The required output is all lines below that contain the word "collar".

[Collected data]
***
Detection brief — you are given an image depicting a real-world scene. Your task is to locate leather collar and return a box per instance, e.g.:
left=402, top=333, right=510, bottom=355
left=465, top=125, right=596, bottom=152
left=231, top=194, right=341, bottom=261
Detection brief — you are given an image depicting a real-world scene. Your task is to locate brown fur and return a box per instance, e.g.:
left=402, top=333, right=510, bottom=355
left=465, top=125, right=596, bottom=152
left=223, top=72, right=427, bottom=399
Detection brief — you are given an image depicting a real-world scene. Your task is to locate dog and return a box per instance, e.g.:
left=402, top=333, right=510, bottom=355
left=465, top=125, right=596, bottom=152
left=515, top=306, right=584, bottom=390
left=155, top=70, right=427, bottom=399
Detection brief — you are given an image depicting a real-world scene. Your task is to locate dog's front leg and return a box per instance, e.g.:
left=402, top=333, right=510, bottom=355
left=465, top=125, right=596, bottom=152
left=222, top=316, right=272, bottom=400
***
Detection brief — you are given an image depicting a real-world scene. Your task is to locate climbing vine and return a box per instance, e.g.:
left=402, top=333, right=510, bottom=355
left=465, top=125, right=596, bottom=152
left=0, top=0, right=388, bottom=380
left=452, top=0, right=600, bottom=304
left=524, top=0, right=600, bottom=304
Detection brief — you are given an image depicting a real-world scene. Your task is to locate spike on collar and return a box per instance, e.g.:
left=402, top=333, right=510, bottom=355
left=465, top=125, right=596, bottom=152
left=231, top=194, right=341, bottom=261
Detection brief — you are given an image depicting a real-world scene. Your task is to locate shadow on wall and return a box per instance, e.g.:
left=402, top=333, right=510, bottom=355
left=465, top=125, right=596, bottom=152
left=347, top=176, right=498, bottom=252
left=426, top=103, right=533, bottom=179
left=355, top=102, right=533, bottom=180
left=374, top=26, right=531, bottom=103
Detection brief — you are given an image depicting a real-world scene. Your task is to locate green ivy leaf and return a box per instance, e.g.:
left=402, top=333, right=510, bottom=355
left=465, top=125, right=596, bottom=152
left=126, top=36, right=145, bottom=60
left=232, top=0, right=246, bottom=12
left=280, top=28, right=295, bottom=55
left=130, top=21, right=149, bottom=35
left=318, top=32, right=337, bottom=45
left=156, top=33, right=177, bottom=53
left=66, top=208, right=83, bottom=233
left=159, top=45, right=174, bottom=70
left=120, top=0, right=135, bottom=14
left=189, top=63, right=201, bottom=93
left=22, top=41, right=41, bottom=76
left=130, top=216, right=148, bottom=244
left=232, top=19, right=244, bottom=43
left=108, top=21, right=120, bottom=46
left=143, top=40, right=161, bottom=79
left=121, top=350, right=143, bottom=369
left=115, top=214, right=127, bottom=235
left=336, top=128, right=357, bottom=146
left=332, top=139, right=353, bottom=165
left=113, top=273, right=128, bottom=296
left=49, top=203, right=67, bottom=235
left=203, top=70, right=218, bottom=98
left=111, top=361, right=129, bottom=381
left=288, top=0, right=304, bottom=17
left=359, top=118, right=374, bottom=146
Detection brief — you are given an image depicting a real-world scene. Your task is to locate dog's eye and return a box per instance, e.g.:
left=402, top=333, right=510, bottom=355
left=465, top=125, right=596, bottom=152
***
:: Exercise solution ::
Detection brief — you are given an image depicting a real-world scene. Your task is to locate leather collar and return a box per instance, e.g.:
Detection brief — you are given an image depicting a real-world scene. Your task is to locate spike on collar and return a box per instance, e.g.:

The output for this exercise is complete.